[Object location annotation data]
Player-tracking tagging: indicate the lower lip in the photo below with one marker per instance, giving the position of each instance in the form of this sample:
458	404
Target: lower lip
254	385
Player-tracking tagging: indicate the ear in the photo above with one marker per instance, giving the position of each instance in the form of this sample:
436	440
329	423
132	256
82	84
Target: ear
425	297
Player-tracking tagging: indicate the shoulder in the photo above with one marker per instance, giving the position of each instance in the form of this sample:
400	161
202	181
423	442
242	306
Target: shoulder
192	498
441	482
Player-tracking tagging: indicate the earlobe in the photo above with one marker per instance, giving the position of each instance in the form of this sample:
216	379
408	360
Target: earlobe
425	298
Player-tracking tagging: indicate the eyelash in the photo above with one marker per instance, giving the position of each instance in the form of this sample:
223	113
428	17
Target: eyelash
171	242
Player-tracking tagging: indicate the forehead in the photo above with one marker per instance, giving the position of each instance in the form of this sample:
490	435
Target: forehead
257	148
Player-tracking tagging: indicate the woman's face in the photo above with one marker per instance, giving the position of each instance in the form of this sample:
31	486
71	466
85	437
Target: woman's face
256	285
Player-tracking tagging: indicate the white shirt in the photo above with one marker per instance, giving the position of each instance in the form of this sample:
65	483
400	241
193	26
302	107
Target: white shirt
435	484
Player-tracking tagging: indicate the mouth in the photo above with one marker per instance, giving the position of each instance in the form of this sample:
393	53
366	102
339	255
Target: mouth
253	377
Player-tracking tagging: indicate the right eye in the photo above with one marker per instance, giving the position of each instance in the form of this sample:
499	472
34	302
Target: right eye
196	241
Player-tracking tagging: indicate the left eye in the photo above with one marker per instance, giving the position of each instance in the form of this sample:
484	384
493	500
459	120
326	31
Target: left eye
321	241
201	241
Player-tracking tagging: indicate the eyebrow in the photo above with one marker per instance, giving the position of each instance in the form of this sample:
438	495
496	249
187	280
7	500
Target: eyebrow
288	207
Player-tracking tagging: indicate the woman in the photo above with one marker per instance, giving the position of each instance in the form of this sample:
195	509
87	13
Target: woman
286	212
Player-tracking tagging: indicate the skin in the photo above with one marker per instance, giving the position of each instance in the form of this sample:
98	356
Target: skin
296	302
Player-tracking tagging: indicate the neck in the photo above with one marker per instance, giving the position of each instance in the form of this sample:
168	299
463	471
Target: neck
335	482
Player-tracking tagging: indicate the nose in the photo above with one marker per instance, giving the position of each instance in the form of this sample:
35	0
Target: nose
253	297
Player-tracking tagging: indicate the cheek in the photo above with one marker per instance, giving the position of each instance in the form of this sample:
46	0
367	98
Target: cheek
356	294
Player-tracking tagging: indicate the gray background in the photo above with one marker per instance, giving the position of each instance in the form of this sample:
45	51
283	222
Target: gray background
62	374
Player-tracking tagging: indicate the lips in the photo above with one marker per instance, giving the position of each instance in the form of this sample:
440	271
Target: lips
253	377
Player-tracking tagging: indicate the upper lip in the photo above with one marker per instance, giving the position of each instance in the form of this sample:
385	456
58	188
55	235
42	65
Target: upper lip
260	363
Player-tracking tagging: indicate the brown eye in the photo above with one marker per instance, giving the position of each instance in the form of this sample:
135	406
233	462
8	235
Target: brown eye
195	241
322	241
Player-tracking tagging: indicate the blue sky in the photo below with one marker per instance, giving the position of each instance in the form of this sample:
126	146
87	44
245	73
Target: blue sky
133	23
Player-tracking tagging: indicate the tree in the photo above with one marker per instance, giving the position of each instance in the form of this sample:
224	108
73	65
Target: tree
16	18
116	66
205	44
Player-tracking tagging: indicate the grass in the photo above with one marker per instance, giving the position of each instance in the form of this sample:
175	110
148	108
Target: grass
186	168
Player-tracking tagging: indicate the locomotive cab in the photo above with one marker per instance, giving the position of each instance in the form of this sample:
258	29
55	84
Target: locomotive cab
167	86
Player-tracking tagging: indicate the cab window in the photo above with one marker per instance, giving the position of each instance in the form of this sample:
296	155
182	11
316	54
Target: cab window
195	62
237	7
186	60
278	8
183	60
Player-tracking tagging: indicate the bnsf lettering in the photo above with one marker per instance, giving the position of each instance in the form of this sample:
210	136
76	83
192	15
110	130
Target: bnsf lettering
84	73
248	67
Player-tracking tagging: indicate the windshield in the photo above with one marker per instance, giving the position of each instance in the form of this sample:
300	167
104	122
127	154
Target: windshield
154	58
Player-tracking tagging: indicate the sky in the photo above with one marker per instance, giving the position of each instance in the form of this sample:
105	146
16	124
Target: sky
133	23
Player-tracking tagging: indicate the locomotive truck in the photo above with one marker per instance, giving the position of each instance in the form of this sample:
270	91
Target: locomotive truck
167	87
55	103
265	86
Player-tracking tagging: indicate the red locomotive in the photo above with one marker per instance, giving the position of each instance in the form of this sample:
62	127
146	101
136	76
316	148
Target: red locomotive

- _Direction_
Reproduce the final stretch of the data above: every line from the one holding "Player-tracking tagging: indicate the cab" through the end, inclusive, exactly as written and nothing else.

- _Answer to the task_
Player-tracking tagging: indicate the cab window in the photo above with one marker per instance, giving the position of each instance in the form of this sample:
296	155
182	11
316	54
Target: cab window
195	62
237	7
186	60
278	8
183	60
Player-tracking tagging: indicate the bnsf lettering in the photo above with one marker per instance, giving the position of each instance in the form of this sample:
210	136
76	83
192	15
110	130
Target: bnsf lettering
84	73
248	67
Player-tracking tagging: indicate the windshield in the photo above with one marker per instance, giving the position of each instance in the form of this sample:
300	167
104	122
127	154
Target: windshield
154	58
Player-tracking tagging: indicate the sky in the photo above with one marker per instance, giving the position of each instance in the form of this sample:
105	146
16	124
Target: sky
133	23
Player-tracking tagging: indicate the locomotive truck in the photo above with one marker per instance, giving the position of each instance in the form of this sample:
270	91
Target: locomotive truck
167	87
55	103
265	86
Player-tracking tagging: indicate the red locomotive in the photo above with one marker per instance, giving the position of each instance in the form of this sample:
62	127
146	101
136	76
316	148
Target: red locomotive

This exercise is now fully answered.